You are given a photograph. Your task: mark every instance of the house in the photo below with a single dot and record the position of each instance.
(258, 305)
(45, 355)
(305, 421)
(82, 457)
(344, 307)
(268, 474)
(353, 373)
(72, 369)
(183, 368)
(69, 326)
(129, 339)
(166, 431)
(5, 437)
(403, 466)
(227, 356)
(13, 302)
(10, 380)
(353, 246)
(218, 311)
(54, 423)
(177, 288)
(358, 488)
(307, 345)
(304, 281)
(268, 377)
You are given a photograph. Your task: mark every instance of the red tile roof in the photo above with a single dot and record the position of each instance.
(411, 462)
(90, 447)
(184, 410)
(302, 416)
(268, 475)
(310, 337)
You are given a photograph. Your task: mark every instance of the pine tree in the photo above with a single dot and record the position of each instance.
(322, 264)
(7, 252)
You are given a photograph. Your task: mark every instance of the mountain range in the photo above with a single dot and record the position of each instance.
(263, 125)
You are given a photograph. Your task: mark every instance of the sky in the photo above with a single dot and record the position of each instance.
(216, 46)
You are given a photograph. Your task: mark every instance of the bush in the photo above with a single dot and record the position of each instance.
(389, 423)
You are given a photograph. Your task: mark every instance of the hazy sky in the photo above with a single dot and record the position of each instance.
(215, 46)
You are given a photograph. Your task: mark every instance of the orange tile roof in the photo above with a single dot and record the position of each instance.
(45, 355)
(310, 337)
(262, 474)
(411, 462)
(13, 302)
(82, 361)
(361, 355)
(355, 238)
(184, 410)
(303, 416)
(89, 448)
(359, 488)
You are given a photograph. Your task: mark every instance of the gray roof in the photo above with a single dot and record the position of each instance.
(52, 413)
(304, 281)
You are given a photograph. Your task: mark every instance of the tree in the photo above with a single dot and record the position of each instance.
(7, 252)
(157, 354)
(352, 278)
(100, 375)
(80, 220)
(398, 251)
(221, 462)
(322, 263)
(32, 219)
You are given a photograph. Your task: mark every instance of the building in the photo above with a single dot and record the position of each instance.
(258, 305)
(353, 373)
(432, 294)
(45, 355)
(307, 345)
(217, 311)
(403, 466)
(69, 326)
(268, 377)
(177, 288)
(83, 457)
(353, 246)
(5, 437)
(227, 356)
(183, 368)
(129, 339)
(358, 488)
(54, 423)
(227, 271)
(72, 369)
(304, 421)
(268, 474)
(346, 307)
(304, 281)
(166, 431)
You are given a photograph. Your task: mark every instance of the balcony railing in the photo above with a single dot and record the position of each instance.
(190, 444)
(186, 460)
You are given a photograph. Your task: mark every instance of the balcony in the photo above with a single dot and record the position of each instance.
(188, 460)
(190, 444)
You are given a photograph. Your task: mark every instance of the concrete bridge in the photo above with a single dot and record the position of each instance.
○ ○ ○ ○
Convert every row above into a two-column Markdown table, with Number giving each row's sequential position and Content holding the row itself, omitting any blank lines.

**TASK RESPONSE**
| Number | Content |
|---|---|
| 1 | You are given a photograph. Your task: mark every instance of the house in the photo below with a single dot and record the position of each instance. |
| 2 | (258, 305) |
| 3 | (45, 355) |
| 4 | (305, 421) |
| 5 | (82, 457) |
| 6 | (344, 307) |
| 7 | (268, 474) |
| 8 | (353, 373) |
| 9 | (72, 369) |
| 10 | (183, 368) |
| 11 | (69, 326) |
| 12 | (129, 339) |
| 13 | (166, 431) |
| 14 | (5, 437) |
| 15 | (403, 466) |
| 16 | (227, 356) |
| 17 | (13, 302) |
| 18 | (10, 380) |
| 19 | (353, 246) |
| 20 | (218, 311) |
| 21 | (54, 423) |
| 22 | (177, 288) |
| 23 | (358, 488) |
| 24 | (307, 345) |
| 25 | (304, 281) |
| 26 | (268, 377) |
| 27 | You are given a photograph. Your task: mark every instance of the red tile roof in the photo above with a single dot and record the position of each instance. |
| 28 | (411, 462) |
| 29 | (90, 447) |
| 30 | (184, 410) |
| 31 | (302, 416) |
| 32 | (268, 475) |
| 33 | (310, 337) |
| 34 | You are given a photograph. Your task: mark every instance of the pine tree in the photo above with a single dot and record the position of each instance. |
| 35 | (322, 264) |
| 36 | (7, 252) |
| 37 | You are given a photograph. Your task: mark every instance of the mountain range in the photo above with a single dot and record the position of each instance. |
| 38 | (263, 125) |
| 39 | You are given a photograph. Your task: mark every instance of the sky in the photo above with a single dot and record the position of each instance. |
| 40 | (216, 46) |
| 41 | You are given a photograph. Your task: mark every instance of the bush in the photo above with a single dot and record the position of each instance. |
| 42 | (389, 423) |
| 43 | You are given a photograph. Your task: mark every instance of the hazy sky in the photo above with a single dot and record the position of each instance. |
| 44 | (215, 46) |
| 45 | You are given a photograph. Your task: mark every instance of the orange tile roof in the photo above with a single dot and record the position of each instance. |
| 46 | (45, 355) |
| 47 | (310, 337) |
| 48 | (262, 474) |
| 49 | (411, 462) |
| 50 | (13, 302) |
| 51 | (82, 361) |
| 52 | (361, 355) |
| 53 | (355, 238) |
| 54 | (184, 410) |
| 55 | (303, 416) |
| 56 | (89, 448) |
| 57 | (359, 488) |
| 58 | You are given a photograph. Your task: mark every instance of the gray roof in the photo above with a single dot and record the position of each instance. |
| 59 | (52, 413) |
| 60 | (304, 281) |
| 61 | You are given a photograph. Your task: mark every instance of the tree in the photo above with a single dot and record the position of each instance. |
| 62 | (7, 252) |
| 63 | (157, 354) |
| 64 | (352, 278) |
| 65 | (100, 375) |
| 66 | (80, 220) |
| 67 | (398, 251) |
| 68 | (221, 462) |
| 69 | (322, 263) |
| 70 | (32, 219) |
| 71 | You are given a photograph. Your task: mark every instance of the building in the photo above with a single dot and record the position of each instance. |
| 72 | (258, 305) |
| 73 | (353, 373) |
| 74 | (432, 294) |
| 75 | (45, 355) |
| 76 | (307, 345) |
| 77 | (217, 311) |
| 78 | (403, 466) |
| 79 | (69, 326) |
| 80 | (268, 377) |
| 81 | (177, 288) |
| 82 | (83, 457) |
| 83 | (353, 246) |
| 84 | (5, 437) |
| 85 | (227, 356) |
| 86 | (183, 368) |
| 87 | (129, 339) |
| 88 | (358, 488) |
| 89 | (54, 423) |
| 90 | (227, 271) |
| 91 | (72, 369) |
| 92 | (304, 421) |
| 93 | (268, 474) |
| 94 | (346, 307) |
| 95 | (304, 281) |
| 96 | (166, 431) |
| 97 | You are given a photograph. Your task: mark every instance of the balcony railing in the photo above with a single dot and record the position of each instance. |
| 98 | (190, 444) |
| 99 | (186, 460) |
| 100 | You are given a photograph. Your task: mark every instance of the balcony in the photo above with a single dot and record the position of each instance. |
| 101 | (188, 460) |
| 102 | (190, 444) |
| 103 | You are given a photograph. Your task: mark every instance of the concrete bridge in the photo above with a single dot and record the position of each instance. |